### Instructions for the task:
Could you print the entries below exactly, starting at the line that contains "Query: christmas wreath" and stopping after the last one?

Dataset entries:
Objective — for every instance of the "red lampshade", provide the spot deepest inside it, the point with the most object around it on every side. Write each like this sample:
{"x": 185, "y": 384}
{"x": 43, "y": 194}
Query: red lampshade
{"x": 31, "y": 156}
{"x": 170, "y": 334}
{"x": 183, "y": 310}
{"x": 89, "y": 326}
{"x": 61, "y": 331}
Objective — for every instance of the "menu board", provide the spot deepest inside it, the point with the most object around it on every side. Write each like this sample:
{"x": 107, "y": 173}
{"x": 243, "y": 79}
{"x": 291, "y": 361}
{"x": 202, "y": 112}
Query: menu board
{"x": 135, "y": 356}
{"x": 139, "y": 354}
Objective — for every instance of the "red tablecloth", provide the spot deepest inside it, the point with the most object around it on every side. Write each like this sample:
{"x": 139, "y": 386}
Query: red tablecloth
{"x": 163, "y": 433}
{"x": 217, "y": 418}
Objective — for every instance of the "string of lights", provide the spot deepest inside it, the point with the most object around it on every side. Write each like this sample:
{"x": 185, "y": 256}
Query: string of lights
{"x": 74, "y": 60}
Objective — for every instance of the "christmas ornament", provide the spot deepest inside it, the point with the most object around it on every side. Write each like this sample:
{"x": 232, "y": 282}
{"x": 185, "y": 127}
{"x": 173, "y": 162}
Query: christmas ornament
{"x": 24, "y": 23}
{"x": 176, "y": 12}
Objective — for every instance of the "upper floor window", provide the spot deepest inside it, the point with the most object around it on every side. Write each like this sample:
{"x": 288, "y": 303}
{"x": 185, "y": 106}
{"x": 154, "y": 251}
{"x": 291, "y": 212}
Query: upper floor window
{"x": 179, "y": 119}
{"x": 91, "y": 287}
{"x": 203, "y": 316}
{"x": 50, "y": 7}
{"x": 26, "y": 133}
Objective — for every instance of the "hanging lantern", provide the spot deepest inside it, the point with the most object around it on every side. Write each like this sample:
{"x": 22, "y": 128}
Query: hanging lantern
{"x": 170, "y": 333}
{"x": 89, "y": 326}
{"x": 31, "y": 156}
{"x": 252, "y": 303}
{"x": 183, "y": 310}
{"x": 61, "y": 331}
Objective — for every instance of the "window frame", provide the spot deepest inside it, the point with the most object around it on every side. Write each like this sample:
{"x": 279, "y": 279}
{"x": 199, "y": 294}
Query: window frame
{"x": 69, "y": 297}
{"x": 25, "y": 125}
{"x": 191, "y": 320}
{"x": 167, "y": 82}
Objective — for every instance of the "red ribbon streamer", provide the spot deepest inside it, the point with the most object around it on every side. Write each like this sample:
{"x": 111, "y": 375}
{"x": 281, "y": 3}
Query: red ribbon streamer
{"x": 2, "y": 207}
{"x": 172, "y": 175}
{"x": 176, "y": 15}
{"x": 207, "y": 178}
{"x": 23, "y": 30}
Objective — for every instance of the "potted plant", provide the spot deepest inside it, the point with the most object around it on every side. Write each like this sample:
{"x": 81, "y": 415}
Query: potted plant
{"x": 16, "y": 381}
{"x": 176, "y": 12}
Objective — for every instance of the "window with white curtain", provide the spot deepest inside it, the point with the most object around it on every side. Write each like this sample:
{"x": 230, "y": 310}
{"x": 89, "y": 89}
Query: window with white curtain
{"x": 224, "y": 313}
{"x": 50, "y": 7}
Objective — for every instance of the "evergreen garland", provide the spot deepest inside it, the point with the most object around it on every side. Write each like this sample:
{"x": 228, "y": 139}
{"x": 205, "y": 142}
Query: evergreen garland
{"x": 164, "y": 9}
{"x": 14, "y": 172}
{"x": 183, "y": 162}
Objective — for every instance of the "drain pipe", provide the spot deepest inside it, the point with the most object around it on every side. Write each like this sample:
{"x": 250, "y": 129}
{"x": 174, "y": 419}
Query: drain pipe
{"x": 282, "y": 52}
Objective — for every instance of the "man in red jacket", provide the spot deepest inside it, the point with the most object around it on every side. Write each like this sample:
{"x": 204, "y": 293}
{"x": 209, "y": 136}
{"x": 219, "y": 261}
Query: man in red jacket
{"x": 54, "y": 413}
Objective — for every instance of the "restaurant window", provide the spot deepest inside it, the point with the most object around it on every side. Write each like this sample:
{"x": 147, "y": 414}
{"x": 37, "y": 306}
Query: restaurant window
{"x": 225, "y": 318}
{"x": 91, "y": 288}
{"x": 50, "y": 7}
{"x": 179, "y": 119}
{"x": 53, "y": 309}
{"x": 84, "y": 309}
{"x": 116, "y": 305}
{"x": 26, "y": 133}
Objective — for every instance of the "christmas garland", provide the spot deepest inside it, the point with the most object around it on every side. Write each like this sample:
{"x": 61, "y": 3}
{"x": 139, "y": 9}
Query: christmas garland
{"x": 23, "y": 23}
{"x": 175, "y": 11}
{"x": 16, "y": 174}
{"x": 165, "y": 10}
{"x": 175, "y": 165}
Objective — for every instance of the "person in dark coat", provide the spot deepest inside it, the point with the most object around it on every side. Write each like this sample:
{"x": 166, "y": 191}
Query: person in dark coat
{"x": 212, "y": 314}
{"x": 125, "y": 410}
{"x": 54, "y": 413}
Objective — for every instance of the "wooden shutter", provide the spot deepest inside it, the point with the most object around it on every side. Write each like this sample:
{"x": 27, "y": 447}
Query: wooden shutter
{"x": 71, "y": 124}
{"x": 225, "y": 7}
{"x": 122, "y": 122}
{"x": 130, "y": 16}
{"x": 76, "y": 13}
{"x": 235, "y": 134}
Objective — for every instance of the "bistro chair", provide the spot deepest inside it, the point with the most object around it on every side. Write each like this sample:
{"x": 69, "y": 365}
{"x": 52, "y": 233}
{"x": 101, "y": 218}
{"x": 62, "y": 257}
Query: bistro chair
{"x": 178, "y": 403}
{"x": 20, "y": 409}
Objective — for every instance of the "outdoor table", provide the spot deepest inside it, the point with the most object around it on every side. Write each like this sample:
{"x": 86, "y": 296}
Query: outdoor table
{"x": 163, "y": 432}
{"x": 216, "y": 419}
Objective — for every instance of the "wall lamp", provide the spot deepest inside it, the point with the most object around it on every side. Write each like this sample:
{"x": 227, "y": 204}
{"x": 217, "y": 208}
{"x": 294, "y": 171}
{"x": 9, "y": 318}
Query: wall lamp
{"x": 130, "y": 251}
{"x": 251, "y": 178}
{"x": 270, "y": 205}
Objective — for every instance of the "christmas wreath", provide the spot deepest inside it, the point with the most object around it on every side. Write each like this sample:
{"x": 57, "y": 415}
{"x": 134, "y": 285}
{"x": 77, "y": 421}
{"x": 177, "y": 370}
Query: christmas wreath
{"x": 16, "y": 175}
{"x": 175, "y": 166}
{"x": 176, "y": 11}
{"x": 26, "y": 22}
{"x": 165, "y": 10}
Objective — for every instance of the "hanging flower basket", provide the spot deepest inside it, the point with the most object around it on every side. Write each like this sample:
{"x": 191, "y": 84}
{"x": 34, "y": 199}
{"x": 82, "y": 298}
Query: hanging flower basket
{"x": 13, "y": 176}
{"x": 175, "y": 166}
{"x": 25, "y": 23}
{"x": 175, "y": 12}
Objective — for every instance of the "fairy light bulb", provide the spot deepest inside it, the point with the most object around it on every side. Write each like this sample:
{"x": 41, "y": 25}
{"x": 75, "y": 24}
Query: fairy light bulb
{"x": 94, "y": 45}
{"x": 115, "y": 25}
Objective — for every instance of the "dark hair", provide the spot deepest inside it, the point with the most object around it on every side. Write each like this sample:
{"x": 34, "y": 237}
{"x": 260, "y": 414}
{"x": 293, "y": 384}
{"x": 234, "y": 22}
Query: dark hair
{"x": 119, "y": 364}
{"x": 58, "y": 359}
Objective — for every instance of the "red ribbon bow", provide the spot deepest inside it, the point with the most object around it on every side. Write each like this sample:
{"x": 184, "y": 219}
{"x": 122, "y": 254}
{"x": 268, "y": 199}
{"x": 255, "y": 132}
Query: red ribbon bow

### Response to this exercise:
Query: christmas wreath
{"x": 16, "y": 175}
{"x": 175, "y": 166}
{"x": 176, "y": 11}
{"x": 26, "y": 22}
{"x": 165, "y": 10}
Objective — for every instance of the "hanging flower basket", provide the spot deepest inside it, the point with the most object around it on every side. Write each like this sample:
{"x": 191, "y": 84}
{"x": 34, "y": 199}
{"x": 82, "y": 298}
Query: hanging flower basket
{"x": 13, "y": 176}
{"x": 175, "y": 166}
{"x": 25, "y": 23}
{"x": 175, "y": 12}
Objective — for every instance of the "fairy light bulb", provide the spot deepest inside it, the point with the most object around it on every side. Write each like this sample:
{"x": 41, "y": 25}
{"x": 75, "y": 24}
Query: fairy light bulb
{"x": 94, "y": 45}
{"x": 115, "y": 25}
Objective — for every instance of the "dark hair", provide the spot deepest inside it, the point with the most object around it on every side. Write each like this sample:
{"x": 34, "y": 237}
{"x": 260, "y": 414}
{"x": 293, "y": 384}
{"x": 234, "y": 22}
Query: dark hair
{"x": 119, "y": 364}
{"x": 58, "y": 359}
Objective — for every instance of the "red ribbon bow", provide the spot deepest inside it, the point with the most object around it on every side. Write each like this sample:
{"x": 184, "y": 219}
{"x": 122, "y": 254}
{"x": 268, "y": 199}
{"x": 255, "y": 132}
Query: red ribbon bow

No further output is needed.